Um dos programas mais desagradáveis da TV dos últimos tempos foi ao ar na última terça-feira. Refiro-me à entrevista do ex-presidente Fernando Collor ao programa "SBT Repórter", que estreou com enorme barulho e escassa substância. Ou, como se dizia no tempo em que as polêmicas eram mais interessantes, gerou muito calor e pouca luz.
Foi um assunto obrigatório da semana, agora que o caso ACM-Econômico arrefeceu (inexplicavelmente, porque parece que o neocoronel vai conseguindo tudo o que queria para estatizar o prejuízo). Em matéria de destempero, ACM nunca foi mesmo páreo para Collor, um de seus ex-aliados.
Mais importante do que esse campeonato subterrâneo de baixaria é a ressurreição do debate sobre supostos abusos da imprensa na tragicomédia Collor. O colunista Luís Nassif, da Folha, saiu na frente com um artigo vigoroso, anteontem, sob o título "Collor e o exorcismo da imprensa".
A expressão "exorcismo" veio bem a calhar, embora Nassif pretendesse com ela apontar para a necessidade de purificar a imprensa de métodos demoníacos. O repórter Roberto Cabrini comportou-se como se tivesse invocado um morto-vivo das profundezas do inferno (Miami) e o enfrentasse com crucifixos e réstias de alho (recortes de jornais e trechos do livro do irmão delator).
Collor resistiu, firme, nos limites do que parece conceber como firmeza -empáfia, impropérios, vocabulário pedante, olhos esbugalhados. Um Jânio piorado e menos engraçado.
Nassif censurou o programa por reviver a sanha inquisitorial da imprensa na decadência collorida, que não se deteve diante da dignidade da pessoa nem da falta de comprovação factual para as revelações mais escabrosas.
Na opinião de Nassif, "criou-se um clima de linchamento propício ao afloramento dos sentimentos mais mesquinhos, um festival de exibicionismo. A cada dia era necessário produzir mais escândalos, como se a mera exposição de um amplo sistema de propinas não fosse suficiente".

Rei civil
Não era ombudsman na época, mas editor de Opinião da Folha. Retrospectivamente, concordo em que ocorreram no noticiário -de todos os veículos- muitos abusos. Não tenho porém uma opinião tão dura quanto a de Nassif sobre a imprensa, por várias razões:
Collor era presidente da República, que no plano simbólico assume a feição de um rei civil e não pode pretender um grau de privacidade como o de qualquer cidadão;
A conduta moral e sexual de um presidente pode ter valor apenas relativo para jornalistas esclarecidos, mas adquire grande importância para muitos leitores, portanto o repórter ou editor não pode omitir o que descobre sobre isso (ainda que haja modos e modos de noticiá-lo);
As principais denúncias-baixaria não foram feitas por qualquer um, mas por ninguém menos do que o irmão do presidente;
O próprio Collor buscava, com sofreguidão, a exibição pública de sua vida privada, ou de sua encenação -a Casa da Dinda, o cooper, a aliança de casamento foram alguns dos "factóides" oferecidos à larga para a imprensa, boboca;
A atmosfera de dissolução moral que esses escândalos produziam revestia-se de verossimilhança crescente, pois coincidia com a dimensão mais e mais acabrunhante da rede de extorsão que se descobria à sombra do Planalto.

★ ★ ★ ★ ★ ★ ★

| Tarefas |
(a) Traduza para o inglês esta frase do trecho sobre a entrevista de Collor: “O colunista Luís Nassif, da Folha, saiu na frente com um artigo vigoroso, anteontem, sob o título 'Collor e o exorcismo da imprensa'.”
(b) Segundo o trecho sobre a entrevista de Collor, que cargo o autor ocupava na Folha na época dos escândalos?
(c) Diga se cada afirmação concorda com o trecho sobre a entrevista de Collor e cite as palavras que decidem: (i) A entrevista de Collor foi exibida no programa "SBT Repórter". (ii) O autor tem uma opinião sobre a imprensa tão dura quanto a de Nassif. (iii) As principais denúncias-baixaria partiram do irmão do presidente.

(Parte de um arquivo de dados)
★ ★ ★ ★ ★ ★ ★

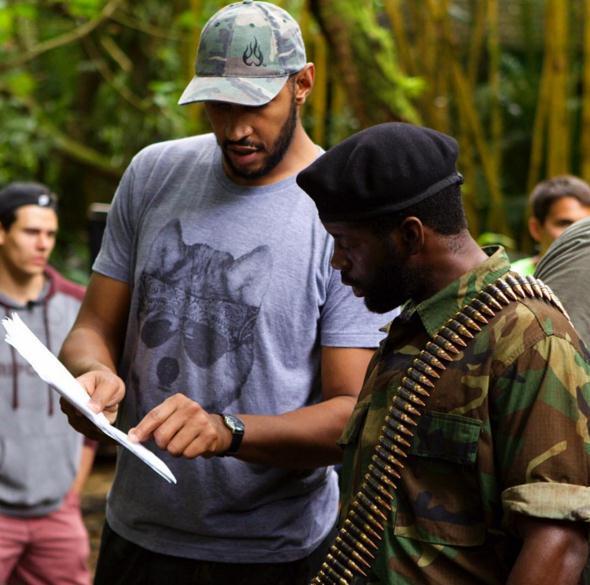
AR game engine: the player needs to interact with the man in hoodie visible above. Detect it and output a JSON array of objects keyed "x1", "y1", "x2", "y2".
[{"x1": 0, "y1": 183, "x2": 94, "y2": 585}]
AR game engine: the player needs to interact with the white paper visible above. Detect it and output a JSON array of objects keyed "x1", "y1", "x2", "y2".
[{"x1": 2, "y1": 313, "x2": 176, "y2": 483}]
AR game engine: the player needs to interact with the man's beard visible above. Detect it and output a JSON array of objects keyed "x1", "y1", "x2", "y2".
[
  {"x1": 363, "y1": 240, "x2": 418, "y2": 313},
  {"x1": 221, "y1": 94, "x2": 297, "y2": 179}
]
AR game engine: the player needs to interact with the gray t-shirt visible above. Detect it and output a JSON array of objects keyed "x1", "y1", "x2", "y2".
[{"x1": 94, "y1": 134, "x2": 391, "y2": 562}]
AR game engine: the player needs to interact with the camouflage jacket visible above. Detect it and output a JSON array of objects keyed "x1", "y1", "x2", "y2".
[{"x1": 340, "y1": 249, "x2": 590, "y2": 585}]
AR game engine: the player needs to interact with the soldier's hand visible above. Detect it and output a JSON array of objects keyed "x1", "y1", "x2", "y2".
[{"x1": 129, "y1": 394, "x2": 231, "y2": 459}]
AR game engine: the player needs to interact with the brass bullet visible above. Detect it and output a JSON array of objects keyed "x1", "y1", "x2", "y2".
[
  {"x1": 367, "y1": 459, "x2": 399, "y2": 493},
  {"x1": 455, "y1": 313, "x2": 487, "y2": 333},
  {"x1": 340, "y1": 528, "x2": 375, "y2": 567},
  {"x1": 474, "y1": 290, "x2": 502, "y2": 312},
  {"x1": 344, "y1": 510, "x2": 382, "y2": 542},
  {"x1": 432, "y1": 331, "x2": 461, "y2": 355},
  {"x1": 412, "y1": 358, "x2": 440, "y2": 380},
  {"x1": 330, "y1": 545, "x2": 366, "y2": 576},
  {"x1": 418, "y1": 349, "x2": 447, "y2": 370},
  {"x1": 381, "y1": 424, "x2": 407, "y2": 458},
  {"x1": 424, "y1": 341, "x2": 453, "y2": 362},
  {"x1": 438, "y1": 327, "x2": 473, "y2": 347},
  {"x1": 326, "y1": 552, "x2": 354, "y2": 585},
  {"x1": 344, "y1": 518, "x2": 381, "y2": 550},
  {"x1": 351, "y1": 501, "x2": 385, "y2": 533},
  {"x1": 463, "y1": 299, "x2": 494, "y2": 324},
  {"x1": 494, "y1": 275, "x2": 524, "y2": 301},
  {"x1": 334, "y1": 530, "x2": 371, "y2": 569},
  {"x1": 357, "y1": 484, "x2": 387, "y2": 522},
  {"x1": 516, "y1": 274, "x2": 543, "y2": 298},
  {"x1": 504, "y1": 273, "x2": 532, "y2": 299},
  {"x1": 485, "y1": 284, "x2": 510, "y2": 305},
  {"x1": 390, "y1": 394, "x2": 420, "y2": 418},
  {"x1": 398, "y1": 384, "x2": 428, "y2": 406},
  {"x1": 384, "y1": 407, "x2": 414, "y2": 436}
]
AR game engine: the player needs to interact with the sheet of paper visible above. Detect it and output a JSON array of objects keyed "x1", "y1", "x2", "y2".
[{"x1": 2, "y1": 313, "x2": 176, "y2": 483}]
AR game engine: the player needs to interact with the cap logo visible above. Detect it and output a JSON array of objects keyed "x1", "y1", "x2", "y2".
[{"x1": 242, "y1": 37, "x2": 264, "y2": 67}]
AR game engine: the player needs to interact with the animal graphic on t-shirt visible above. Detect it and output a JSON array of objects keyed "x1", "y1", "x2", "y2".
[{"x1": 130, "y1": 220, "x2": 272, "y2": 412}]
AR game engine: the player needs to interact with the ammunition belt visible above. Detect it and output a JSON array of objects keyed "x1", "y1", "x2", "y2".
[{"x1": 311, "y1": 273, "x2": 569, "y2": 585}]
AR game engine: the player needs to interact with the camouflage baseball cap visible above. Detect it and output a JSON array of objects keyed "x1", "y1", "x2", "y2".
[{"x1": 178, "y1": 0, "x2": 306, "y2": 106}]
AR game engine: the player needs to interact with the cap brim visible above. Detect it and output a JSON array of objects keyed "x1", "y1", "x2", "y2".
[{"x1": 178, "y1": 75, "x2": 289, "y2": 106}]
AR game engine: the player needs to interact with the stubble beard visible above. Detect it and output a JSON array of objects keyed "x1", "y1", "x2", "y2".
[
  {"x1": 365, "y1": 242, "x2": 417, "y2": 314},
  {"x1": 221, "y1": 94, "x2": 297, "y2": 179}
]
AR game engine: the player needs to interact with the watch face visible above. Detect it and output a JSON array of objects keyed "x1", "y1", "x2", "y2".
[{"x1": 223, "y1": 414, "x2": 244, "y2": 433}]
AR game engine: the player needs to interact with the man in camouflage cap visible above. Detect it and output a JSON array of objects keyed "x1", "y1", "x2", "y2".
[
  {"x1": 297, "y1": 124, "x2": 590, "y2": 585},
  {"x1": 61, "y1": 0, "x2": 398, "y2": 585}
]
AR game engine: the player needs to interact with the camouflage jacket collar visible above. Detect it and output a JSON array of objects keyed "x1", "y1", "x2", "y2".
[{"x1": 400, "y1": 246, "x2": 510, "y2": 336}]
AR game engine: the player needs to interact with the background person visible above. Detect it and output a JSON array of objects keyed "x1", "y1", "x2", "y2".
[
  {"x1": 512, "y1": 175, "x2": 590, "y2": 275},
  {"x1": 535, "y1": 217, "x2": 590, "y2": 585},
  {"x1": 0, "y1": 183, "x2": 94, "y2": 585},
  {"x1": 297, "y1": 124, "x2": 590, "y2": 585},
  {"x1": 61, "y1": 1, "x2": 396, "y2": 585}
]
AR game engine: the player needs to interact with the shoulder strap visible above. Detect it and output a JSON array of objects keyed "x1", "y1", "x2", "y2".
[{"x1": 311, "y1": 273, "x2": 569, "y2": 585}]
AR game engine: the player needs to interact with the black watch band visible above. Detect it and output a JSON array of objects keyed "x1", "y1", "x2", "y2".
[{"x1": 219, "y1": 412, "x2": 245, "y2": 457}]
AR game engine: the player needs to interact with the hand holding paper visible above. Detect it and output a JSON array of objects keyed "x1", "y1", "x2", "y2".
[{"x1": 2, "y1": 313, "x2": 176, "y2": 483}]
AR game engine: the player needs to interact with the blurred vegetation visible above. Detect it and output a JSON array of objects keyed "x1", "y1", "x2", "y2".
[{"x1": 0, "y1": 0, "x2": 590, "y2": 280}]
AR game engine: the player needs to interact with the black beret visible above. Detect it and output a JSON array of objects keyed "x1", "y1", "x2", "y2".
[
  {"x1": 297, "y1": 122, "x2": 463, "y2": 222},
  {"x1": 0, "y1": 182, "x2": 57, "y2": 216}
]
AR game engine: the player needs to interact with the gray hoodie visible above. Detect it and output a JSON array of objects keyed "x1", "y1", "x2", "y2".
[{"x1": 0, "y1": 268, "x2": 84, "y2": 517}]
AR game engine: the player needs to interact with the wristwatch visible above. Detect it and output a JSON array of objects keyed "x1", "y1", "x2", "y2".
[{"x1": 219, "y1": 412, "x2": 245, "y2": 457}]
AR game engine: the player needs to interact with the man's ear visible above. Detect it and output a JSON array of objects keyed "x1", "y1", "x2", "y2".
[
  {"x1": 529, "y1": 217, "x2": 543, "y2": 242},
  {"x1": 295, "y1": 63, "x2": 315, "y2": 106},
  {"x1": 391, "y1": 216, "x2": 425, "y2": 256}
]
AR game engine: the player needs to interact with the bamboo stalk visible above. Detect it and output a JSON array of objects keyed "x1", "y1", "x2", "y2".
[
  {"x1": 467, "y1": 0, "x2": 487, "y2": 87},
  {"x1": 383, "y1": 0, "x2": 416, "y2": 75},
  {"x1": 547, "y1": 0, "x2": 570, "y2": 177},
  {"x1": 527, "y1": 2, "x2": 554, "y2": 193},
  {"x1": 310, "y1": 27, "x2": 328, "y2": 145},
  {"x1": 487, "y1": 0, "x2": 502, "y2": 184}
]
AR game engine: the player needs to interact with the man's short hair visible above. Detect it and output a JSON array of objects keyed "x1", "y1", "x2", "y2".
[
  {"x1": 0, "y1": 181, "x2": 57, "y2": 230},
  {"x1": 361, "y1": 184, "x2": 467, "y2": 237},
  {"x1": 529, "y1": 175, "x2": 590, "y2": 224}
]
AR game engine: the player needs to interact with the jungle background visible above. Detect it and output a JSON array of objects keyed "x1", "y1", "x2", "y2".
[{"x1": 0, "y1": 0, "x2": 590, "y2": 282}]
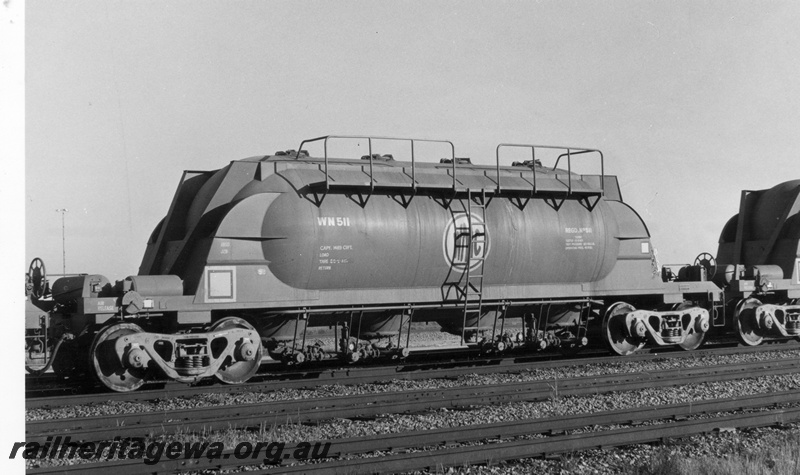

★ ★ ★ ★ ★ ★ ★

| Respostas por tarefa |
(a) Folha columnist Luís Nassif took the lead with a forceful article, the day before yesterday, under the title "Collor and the Exorcism of the Press."

(b) Era editor de Opinião da Folha.

(c)
(i) Sim: "Refiro-me à entrevista do ex-presidente Fernando Collor ao programa "SBT Repórter"".
(ii) Não: "Não tenho porém uma opinião tão dura quanto a de Nassif sobre a imprensa".
(iii) Sim: "mas por ninguém menos do que o irmão do presidente".